* [Page excerpt]
┄┄┄┄┄┄┄┄┄┄
This is a very open ended exercise, so consider the following areas to explore:
- Consider all of the qualitative data elements that could influence the observed ion ratios: visualize data as a function of combinations of these variables
- Time-based trending can make abrupt changes very obvious
- Data from all three file types (batches, samples, and peaks) are important in isolating isssues
- When there are a lot of data point to visualize, consider aggregation and/or visualizations that represent statistical summaries or fitting
# need to bring in all peaks data in addition to batches and samples
all_peaks <- dir_ls(here("data"), glob = "*_p.csv") %>%
map_dfr(read_csv, col_types = cols()) %>%
clean_names()
all_samples %>%
left_join(all_batches) %>%
ggplot(aes(x = batch_collected_timestamp, y = ion_ratio, color = compound_name)) +
geom_smooth() +
theme(axis.text.x = element_text(angle = 90)) +
facet_grid(compound_name ~ instrument_name) # doc is grossly out of step,
## Joining, by = c("batch_name", "compound_name")
## left_join: added 9 columns (instrument_name, calibration_slope, calibration_intercept, calibration_r2, batch_passed, …)
## > rows only in x 0
## > rows only in y ( 0)
## > matched rows 2,262,312 (includes duplicates)
## > ===========
## > rows total 2,262,312
## `geom_smooth()` using method = 'gam' and formula 'y ~ s(x, bs = "cs")'

# look in more detail
# calculate weekly average peak area by compound and instrument
# exclude internal standard compounds
mean_by_week <- all_peaks %>%
left_join(all_batches) %>%
filter(!str_detect(compound_name, "-")) %>%
filter(peak_area > 0) %>%
mutate(week = week(batch_collected_timestamp)) %>%
group_by(compound_name, instrument_name, week, chromatogram_name) %>%
summarise(mean = mean(peak_area), sd = sd(peak_area), n = n())
┄┄┄┄┄┄┄┄┄┄
* [Task 1]
Report each line of the records that contains the string "bowl", matching case exactly.
The excerpt and the records were taken from unrelated sources.

* [The data]
┄┄┄┄┄┄┄┄┄┄
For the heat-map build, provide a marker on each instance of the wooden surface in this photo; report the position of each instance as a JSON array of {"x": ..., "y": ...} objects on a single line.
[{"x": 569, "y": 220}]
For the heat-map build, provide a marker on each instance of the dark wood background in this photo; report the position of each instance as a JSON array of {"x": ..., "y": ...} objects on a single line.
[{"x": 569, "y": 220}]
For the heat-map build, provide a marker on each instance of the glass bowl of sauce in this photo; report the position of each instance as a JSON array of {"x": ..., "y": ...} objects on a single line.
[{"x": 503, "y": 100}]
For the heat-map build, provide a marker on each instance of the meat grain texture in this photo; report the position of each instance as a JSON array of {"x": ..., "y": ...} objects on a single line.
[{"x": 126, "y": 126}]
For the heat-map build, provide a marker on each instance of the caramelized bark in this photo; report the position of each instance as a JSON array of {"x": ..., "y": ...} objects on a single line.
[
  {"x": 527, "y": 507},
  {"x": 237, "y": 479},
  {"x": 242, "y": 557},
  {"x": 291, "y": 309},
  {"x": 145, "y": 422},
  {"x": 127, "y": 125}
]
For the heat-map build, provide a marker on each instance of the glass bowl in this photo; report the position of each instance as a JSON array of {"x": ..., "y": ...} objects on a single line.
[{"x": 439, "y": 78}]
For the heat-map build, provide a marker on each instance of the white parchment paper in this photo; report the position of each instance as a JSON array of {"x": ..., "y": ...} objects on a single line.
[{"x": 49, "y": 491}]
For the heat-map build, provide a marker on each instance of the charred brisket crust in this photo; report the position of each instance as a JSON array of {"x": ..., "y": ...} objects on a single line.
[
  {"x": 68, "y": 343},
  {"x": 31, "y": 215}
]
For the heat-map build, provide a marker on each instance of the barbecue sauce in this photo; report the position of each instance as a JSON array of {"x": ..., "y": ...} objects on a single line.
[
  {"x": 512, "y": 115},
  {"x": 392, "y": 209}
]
┄┄┄┄┄┄┄┄┄┄
* [Task 2]
Translate this sentence from the ion-ratio analysis excerpt into Spanish: "Time-based trending can make abrupt changes very obvious"

* [Complete answer 1]
For the heat-map build, provide a marker on each instance of the glass bowl of sauce in this photo; report the position of each instance as a JSON array of {"x": ..., "y": ...} objects on a single line.
For the heat-map build, provide a marker on each instance of the glass bowl in this photo; report the position of each instance as a JSON array of {"x": ..., "y": ...} objects on a single line.

* [Complete answer 2]
Las tendencias basadas en el tiempo pueden hacer que los cambios bruscos sean muy evidentes.